ARBEITSAUFTRAG:
Zieh aus den Daten unten jede Zeile heraus, in der das Wort „wall“ vorkommt.

ERFASSTE DATEN:
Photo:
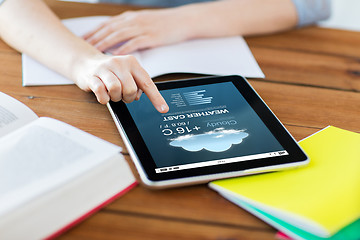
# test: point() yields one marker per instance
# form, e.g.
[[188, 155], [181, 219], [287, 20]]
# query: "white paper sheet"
[[217, 56], [345, 15]]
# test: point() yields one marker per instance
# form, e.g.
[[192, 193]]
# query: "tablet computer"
[[217, 127]]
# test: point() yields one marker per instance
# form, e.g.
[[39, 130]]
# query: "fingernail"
[[163, 108]]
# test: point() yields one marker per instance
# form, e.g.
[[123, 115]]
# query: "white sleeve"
[[311, 11]]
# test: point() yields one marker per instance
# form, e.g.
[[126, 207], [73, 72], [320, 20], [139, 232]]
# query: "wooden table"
[[312, 81]]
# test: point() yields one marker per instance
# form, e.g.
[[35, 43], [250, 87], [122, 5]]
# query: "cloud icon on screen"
[[218, 140]]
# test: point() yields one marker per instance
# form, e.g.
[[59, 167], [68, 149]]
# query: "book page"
[[42, 156], [217, 56], [13, 114]]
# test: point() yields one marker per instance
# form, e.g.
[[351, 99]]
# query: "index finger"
[[145, 83], [95, 30]]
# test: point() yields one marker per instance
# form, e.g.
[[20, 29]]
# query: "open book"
[[52, 175], [217, 56], [317, 202]]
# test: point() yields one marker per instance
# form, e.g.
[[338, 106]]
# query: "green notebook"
[[322, 199]]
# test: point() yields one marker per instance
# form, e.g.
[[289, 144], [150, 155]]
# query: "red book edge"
[[88, 214]]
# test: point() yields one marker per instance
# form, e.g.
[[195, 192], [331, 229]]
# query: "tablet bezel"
[[146, 165]]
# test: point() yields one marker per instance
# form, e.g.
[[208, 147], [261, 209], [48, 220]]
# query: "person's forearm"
[[30, 27], [239, 17]]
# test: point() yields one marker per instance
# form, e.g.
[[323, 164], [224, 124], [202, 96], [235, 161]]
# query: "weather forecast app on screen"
[[207, 125]]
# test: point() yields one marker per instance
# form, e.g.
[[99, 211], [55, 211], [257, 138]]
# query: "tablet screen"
[[214, 125], [207, 125]]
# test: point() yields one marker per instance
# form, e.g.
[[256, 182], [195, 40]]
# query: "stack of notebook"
[[320, 201]]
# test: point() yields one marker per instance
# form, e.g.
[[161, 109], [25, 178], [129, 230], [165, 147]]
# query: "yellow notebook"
[[321, 198]]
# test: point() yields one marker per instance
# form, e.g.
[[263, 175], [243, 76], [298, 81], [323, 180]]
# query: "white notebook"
[[216, 56]]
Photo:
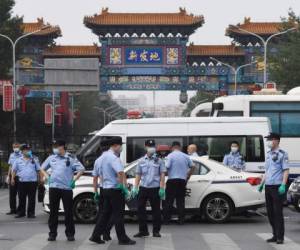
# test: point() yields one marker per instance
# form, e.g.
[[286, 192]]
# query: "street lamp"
[[14, 44], [265, 43], [235, 70]]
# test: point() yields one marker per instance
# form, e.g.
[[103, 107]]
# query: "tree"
[[200, 97], [285, 64], [11, 27]]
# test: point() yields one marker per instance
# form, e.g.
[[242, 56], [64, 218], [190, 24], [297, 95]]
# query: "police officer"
[[27, 168], [13, 189], [61, 182], [97, 184], [114, 189], [275, 180], [149, 186], [179, 167], [234, 159]]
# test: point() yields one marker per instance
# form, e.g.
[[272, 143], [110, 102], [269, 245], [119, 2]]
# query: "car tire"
[[85, 209], [217, 208]]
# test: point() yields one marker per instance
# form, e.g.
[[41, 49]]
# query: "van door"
[[198, 183]]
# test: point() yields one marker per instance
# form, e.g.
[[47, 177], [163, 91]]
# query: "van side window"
[[135, 145], [284, 116]]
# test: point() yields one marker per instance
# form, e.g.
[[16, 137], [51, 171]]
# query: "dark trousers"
[[113, 207], [100, 212], [55, 195], [27, 190], [151, 195], [274, 203], [175, 190], [13, 194]]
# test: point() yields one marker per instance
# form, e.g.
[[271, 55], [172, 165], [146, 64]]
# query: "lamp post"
[[235, 70], [265, 44], [14, 45]]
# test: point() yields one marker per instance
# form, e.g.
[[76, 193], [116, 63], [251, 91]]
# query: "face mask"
[[28, 154], [151, 150], [16, 150], [270, 144], [234, 149], [55, 151]]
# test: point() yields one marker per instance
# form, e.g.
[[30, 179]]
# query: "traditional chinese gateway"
[[151, 51]]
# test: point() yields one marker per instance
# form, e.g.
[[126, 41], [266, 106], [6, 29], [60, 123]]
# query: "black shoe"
[[96, 240], [156, 234], [106, 237], [11, 212], [279, 242], [140, 235], [20, 216], [273, 239], [127, 242], [70, 238], [51, 238]]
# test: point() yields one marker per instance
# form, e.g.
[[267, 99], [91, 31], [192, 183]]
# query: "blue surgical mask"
[[55, 151]]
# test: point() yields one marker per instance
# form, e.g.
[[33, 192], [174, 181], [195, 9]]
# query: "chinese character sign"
[[8, 97], [143, 55]]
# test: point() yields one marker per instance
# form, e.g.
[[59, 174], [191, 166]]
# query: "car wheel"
[[217, 208], [85, 209]]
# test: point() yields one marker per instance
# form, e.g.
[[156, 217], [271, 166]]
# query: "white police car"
[[213, 191]]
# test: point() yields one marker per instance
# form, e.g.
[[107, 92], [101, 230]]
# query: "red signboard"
[[8, 97], [2, 82], [48, 113]]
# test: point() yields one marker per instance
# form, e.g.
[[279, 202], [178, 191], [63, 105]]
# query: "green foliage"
[[200, 97], [11, 27], [285, 64]]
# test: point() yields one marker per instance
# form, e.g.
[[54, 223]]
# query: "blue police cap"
[[150, 143]]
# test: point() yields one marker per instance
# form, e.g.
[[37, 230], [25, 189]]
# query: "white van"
[[212, 136], [282, 110]]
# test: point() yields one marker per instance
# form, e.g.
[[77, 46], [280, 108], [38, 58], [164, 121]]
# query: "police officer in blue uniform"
[[98, 186], [13, 189], [63, 165], [234, 159], [179, 167], [115, 191], [27, 168], [149, 186], [274, 181]]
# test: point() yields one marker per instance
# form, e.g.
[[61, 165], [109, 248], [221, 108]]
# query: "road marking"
[[163, 243], [217, 241], [288, 243], [36, 242]]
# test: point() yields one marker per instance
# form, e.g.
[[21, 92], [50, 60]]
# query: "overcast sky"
[[218, 14]]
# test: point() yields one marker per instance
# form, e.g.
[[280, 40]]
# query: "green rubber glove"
[[72, 184], [96, 197], [134, 192], [282, 189], [261, 187], [162, 193]]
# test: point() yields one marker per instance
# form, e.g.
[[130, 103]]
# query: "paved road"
[[240, 233]]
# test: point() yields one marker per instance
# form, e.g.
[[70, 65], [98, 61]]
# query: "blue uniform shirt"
[[150, 169], [61, 173], [276, 162], [14, 156], [26, 169], [107, 167], [234, 160], [97, 166], [178, 165]]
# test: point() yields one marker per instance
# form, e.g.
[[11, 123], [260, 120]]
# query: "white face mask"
[[151, 150], [234, 149], [16, 150], [55, 151], [270, 144]]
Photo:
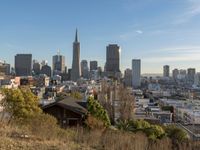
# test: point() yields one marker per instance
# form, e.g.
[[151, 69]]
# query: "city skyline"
[[169, 35]]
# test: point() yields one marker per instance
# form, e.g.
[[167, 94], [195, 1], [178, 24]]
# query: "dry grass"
[[18, 138]]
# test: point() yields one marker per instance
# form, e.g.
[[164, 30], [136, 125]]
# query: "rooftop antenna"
[[58, 53]]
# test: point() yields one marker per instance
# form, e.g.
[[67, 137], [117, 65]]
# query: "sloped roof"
[[77, 106]]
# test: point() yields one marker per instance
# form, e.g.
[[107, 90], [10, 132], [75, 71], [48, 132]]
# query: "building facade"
[[112, 60], [58, 65], [128, 77], [23, 64], [93, 65], [76, 70], [166, 71], [4, 68], [136, 73], [84, 69]]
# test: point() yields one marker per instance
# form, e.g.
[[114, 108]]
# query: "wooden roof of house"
[[77, 106]]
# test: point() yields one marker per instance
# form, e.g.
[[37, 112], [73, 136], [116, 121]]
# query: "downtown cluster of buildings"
[[171, 98], [25, 66]]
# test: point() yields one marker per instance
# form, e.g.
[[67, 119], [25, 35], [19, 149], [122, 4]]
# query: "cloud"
[[192, 10], [174, 54], [139, 31], [130, 34]]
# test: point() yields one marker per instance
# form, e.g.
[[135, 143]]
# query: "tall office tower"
[[23, 64], [197, 79], [190, 74], [112, 60], [175, 74], [93, 65], [44, 62], [128, 77], [4, 68], [36, 67], [58, 65], [84, 69], [46, 70], [75, 73], [136, 73], [166, 71]]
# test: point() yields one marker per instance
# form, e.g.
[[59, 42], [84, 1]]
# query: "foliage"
[[97, 111], [94, 123], [168, 108], [176, 133], [43, 125], [154, 132], [20, 103], [61, 96], [76, 95]]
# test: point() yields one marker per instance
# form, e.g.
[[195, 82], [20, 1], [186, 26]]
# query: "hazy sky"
[[158, 32]]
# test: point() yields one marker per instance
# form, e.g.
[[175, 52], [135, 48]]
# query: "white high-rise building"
[[166, 71], [136, 73]]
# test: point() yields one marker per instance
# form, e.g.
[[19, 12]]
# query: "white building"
[[197, 79], [128, 77], [136, 73], [166, 71]]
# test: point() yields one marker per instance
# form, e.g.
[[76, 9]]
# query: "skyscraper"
[[4, 68], [112, 59], [84, 69], [58, 65], [46, 70], [93, 65], [128, 77], [36, 67], [175, 74], [75, 73], [190, 74], [166, 71], [136, 73], [23, 64]]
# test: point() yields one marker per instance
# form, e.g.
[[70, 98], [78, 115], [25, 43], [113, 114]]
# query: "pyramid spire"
[[76, 36]]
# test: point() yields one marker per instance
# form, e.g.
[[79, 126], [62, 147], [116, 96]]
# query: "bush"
[[155, 132], [20, 103], [43, 126]]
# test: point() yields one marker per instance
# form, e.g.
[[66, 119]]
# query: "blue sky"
[[158, 32]]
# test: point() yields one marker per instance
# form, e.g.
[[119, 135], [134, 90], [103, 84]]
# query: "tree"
[[76, 95], [20, 103]]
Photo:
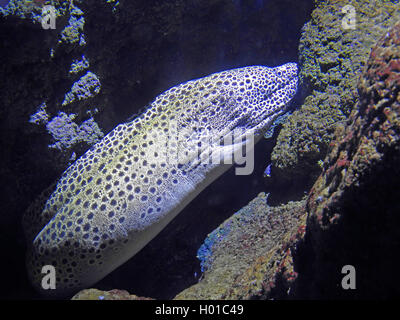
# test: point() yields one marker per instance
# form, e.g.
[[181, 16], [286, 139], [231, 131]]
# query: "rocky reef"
[[331, 57], [64, 88], [349, 217]]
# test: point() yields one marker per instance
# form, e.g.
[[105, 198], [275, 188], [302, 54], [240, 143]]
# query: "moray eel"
[[123, 191]]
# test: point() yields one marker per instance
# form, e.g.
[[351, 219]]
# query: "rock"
[[115, 294], [240, 257], [331, 59], [350, 216], [135, 50], [353, 206]]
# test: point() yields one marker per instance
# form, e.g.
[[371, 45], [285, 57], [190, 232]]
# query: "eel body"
[[124, 190]]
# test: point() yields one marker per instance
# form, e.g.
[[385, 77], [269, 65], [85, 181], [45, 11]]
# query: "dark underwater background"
[[332, 191]]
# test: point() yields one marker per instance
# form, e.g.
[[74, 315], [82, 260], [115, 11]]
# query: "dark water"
[[137, 62]]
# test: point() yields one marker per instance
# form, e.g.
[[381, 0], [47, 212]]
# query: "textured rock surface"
[[246, 250], [352, 209], [95, 294], [353, 206], [331, 59], [136, 49]]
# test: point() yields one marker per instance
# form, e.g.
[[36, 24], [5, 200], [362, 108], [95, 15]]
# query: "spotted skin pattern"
[[114, 199]]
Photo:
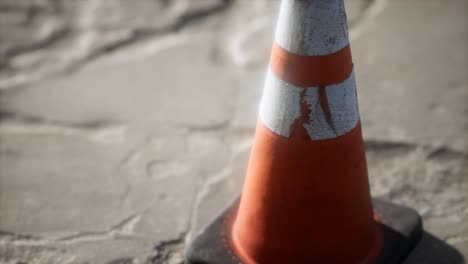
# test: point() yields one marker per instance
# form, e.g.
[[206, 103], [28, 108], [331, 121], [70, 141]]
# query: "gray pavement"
[[125, 126]]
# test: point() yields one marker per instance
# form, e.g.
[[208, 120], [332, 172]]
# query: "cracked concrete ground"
[[124, 127]]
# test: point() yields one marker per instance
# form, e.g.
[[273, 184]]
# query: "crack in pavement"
[[87, 38], [102, 131], [169, 251], [122, 229]]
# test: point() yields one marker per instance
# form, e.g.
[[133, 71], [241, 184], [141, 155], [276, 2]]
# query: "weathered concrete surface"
[[125, 127]]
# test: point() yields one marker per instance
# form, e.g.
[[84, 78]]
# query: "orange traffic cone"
[[306, 195]]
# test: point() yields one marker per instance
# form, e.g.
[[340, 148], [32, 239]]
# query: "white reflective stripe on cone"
[[312, 27], [281, 106]]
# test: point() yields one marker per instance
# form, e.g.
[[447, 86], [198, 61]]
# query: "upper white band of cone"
[[312, 27], [281, 106]]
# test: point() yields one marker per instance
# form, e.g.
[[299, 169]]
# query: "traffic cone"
[[306, 195]]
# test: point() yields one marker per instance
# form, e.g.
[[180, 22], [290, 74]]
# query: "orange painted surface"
[[306, 71], [306, 201]]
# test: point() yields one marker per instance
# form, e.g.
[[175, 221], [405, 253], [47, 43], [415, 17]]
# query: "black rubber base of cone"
[[401, 228]]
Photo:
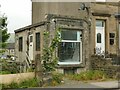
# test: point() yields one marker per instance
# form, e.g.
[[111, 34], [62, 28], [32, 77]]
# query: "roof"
[[31, 26], [10, 46]]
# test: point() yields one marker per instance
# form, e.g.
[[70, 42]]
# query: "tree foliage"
[[3, 31]]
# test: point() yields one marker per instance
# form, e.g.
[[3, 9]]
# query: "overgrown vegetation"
[[49, 60], [9, 67], [56, 79], [89, 75], [3, 31]]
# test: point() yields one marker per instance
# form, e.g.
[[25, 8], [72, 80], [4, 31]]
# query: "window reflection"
[[99, 38], [69, 51]]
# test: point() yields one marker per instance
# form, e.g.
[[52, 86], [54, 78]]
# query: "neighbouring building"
[[91, 30]]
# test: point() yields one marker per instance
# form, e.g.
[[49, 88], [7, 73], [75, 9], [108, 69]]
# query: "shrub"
[[55, 80]]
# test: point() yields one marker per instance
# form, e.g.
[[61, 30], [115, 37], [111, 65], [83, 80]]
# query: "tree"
[[3, 31]]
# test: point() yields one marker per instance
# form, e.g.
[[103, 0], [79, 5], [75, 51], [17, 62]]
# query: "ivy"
[[49, 59]]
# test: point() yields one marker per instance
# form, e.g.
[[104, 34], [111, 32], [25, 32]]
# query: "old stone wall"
[[105, 65]]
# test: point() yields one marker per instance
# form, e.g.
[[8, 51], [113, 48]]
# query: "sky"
[[18, 13]]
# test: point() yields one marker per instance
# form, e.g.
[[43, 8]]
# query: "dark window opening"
[[31, 38], [98, 38], [112, 36], [69, 51], [20, 43], [100, 23], [37, 41]]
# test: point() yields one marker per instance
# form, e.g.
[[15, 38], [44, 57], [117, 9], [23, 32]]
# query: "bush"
[[54, 80], [5, 72], [89, 75], [11, 67]]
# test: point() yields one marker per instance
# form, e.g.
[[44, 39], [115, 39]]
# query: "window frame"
[[20, 44], [80, 48], [37, 43]]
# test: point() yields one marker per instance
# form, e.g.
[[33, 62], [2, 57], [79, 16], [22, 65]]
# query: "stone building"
[[86, 29]]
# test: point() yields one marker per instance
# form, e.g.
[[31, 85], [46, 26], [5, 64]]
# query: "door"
[[31, 46], [100, 37]]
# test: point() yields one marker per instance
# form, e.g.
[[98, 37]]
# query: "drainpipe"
[[83, 6]]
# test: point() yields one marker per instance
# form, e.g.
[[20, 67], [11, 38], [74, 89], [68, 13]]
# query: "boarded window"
[[112, 35], [20, 43], [38, 41], [99, 38], [31, 38]]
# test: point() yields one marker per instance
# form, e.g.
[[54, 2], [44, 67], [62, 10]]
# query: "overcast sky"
[[18, 13]]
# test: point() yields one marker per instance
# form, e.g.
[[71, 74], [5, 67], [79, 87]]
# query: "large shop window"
[[69, 49]]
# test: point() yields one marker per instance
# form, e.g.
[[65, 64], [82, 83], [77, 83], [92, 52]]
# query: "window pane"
[[31, 38], [37, 41], [98, 38], [111, 41], [69, 51], [68, 35]]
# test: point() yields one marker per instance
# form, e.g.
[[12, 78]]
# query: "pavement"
[[71, 84], [79, 84]]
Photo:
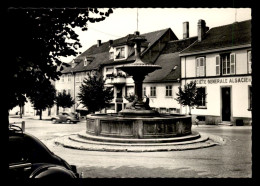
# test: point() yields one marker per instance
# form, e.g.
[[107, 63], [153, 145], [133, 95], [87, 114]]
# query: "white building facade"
[[222, 73]]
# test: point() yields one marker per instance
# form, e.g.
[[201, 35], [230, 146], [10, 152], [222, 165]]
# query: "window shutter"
[[232, 63], [197, 67], [202, 66], [217, 65], [249, 62]]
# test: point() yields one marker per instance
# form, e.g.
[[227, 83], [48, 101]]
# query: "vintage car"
[[66, 117], [30, 158]]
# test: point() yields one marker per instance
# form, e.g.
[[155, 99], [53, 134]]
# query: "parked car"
[[68, 117], [30, 158]]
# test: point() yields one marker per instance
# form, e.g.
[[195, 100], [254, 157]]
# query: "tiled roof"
[[169, 60], [101, 53], [235, 34]]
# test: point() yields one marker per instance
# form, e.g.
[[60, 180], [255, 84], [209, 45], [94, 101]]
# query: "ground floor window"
[[250, 98], [168, 91], [153, 91], [202, 97]]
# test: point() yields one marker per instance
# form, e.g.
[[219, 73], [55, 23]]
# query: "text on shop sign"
[[224, 80]]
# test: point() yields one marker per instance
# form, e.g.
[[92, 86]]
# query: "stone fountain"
[[138, 123]]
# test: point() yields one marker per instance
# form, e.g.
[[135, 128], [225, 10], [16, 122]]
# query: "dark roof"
[[101, 53], [235, 34], [168, 59]]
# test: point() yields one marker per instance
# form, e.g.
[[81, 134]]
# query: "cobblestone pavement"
[[232, 160]]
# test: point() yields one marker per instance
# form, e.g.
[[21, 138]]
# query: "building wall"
[[161, 100], [238, 83], [188, 69]]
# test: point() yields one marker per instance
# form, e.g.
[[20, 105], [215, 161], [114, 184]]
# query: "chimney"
[[110, 42], [98, 43], [201, 29], [185, 30], [137, 33]]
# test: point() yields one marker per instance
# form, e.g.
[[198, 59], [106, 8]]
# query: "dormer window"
[[85, 62], [111, 55], [120, 53]]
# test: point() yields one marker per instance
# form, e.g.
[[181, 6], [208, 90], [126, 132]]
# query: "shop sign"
[[224, 80]]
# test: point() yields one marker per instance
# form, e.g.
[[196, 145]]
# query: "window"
[[201, 96], [169, 90], [153, 91], [109, 70], [85, 62], [111, 55], [218, 65], [129, 90], [144, 91], [249, 62], [250, 98], [200, 66], [120, 52], [228, 63], [77, 78]]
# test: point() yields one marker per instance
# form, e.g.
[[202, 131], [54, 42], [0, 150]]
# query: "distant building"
[[220, 63], [105, 57]]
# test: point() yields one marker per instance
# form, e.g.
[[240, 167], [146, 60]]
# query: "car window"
[[16, 150]]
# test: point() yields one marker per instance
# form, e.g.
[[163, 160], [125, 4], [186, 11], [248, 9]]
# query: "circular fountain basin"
[[138, 127]]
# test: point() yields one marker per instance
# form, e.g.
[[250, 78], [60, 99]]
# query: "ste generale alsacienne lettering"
[[224, 80]]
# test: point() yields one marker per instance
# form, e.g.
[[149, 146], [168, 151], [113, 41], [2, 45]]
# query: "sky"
[[123, 21]]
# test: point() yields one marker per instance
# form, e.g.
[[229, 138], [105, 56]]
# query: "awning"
[[81, 107]]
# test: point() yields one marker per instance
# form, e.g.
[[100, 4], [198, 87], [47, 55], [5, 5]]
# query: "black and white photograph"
[[129, 92]]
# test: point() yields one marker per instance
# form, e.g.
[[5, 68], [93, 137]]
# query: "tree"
[[188, 96], [43, 97], [93, 94], [37, 38], [64, 100]]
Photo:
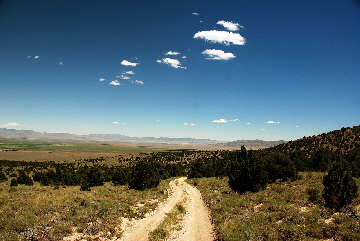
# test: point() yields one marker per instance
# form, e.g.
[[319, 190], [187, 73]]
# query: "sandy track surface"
[[195, 226]]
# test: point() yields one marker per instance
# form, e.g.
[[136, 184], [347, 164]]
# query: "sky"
[[206, 69]]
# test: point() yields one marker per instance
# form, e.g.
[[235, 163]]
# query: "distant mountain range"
[[30, 134]]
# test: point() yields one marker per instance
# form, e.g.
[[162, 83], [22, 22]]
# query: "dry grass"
[[48, 213], [169, 224], [281, 212]]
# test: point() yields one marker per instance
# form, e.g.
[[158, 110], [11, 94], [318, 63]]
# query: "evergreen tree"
[[13, 183], [23, 178], [280, 167], [144, 175], [3, 177], [339, 186], [246, 172]]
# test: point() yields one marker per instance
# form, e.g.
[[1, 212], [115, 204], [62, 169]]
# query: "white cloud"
[[172, 62], [122, 77], [229, 25], [137, 82], [220, 121], [128, 63], [35, 57], [128, 72], [218, 54], [118, 123], [115, 82], [172, 53], [222, 37], [13, 124]]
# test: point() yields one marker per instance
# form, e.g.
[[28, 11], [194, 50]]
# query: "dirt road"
[[195, 226]]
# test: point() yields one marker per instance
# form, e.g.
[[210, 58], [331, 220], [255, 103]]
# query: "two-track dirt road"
[[195, 226]]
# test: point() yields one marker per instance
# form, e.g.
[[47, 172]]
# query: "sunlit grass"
[[48, 213]]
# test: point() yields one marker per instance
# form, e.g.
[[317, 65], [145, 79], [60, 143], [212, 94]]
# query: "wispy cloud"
[[13, 124], [220, 121], [230, 25], [137, 82], [272, 122], [128, 63], [222, 37], [122, 77], [35, 57], [218, 54], [115, 82], [171, 62], [172, 53], [128, 72]]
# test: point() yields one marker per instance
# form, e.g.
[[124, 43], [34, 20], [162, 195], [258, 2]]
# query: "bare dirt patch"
[[195, 226]]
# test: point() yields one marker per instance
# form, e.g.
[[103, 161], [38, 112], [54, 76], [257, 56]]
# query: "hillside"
[[345, 139], [317, 153]]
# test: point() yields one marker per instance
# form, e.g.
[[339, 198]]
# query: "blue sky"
[[223, 70]]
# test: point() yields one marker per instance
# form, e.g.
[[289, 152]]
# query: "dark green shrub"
[[280, 167], [13, 183], [339, 186], [314, 195], [119, 176], [144, 175], [23, 178], [3, 177], [246, 172], [85, 186]]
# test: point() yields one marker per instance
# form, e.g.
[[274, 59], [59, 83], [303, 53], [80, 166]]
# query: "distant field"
[[46, 150]]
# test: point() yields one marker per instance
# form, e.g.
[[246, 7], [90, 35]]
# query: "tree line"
[[336, 153]]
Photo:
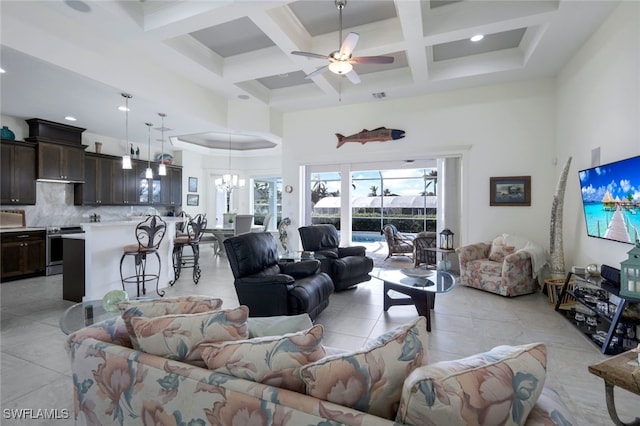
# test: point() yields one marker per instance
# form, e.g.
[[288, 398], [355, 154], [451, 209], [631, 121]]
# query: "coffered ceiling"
[[198, 60]]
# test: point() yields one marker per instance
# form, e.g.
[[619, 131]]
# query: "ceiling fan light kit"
[[341, 61]]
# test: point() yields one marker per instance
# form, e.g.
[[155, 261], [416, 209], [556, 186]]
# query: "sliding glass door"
[[371, 196]]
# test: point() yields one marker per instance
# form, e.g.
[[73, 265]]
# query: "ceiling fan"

LÖSUNG:
# query: "old stone wall"
# query: "building wall"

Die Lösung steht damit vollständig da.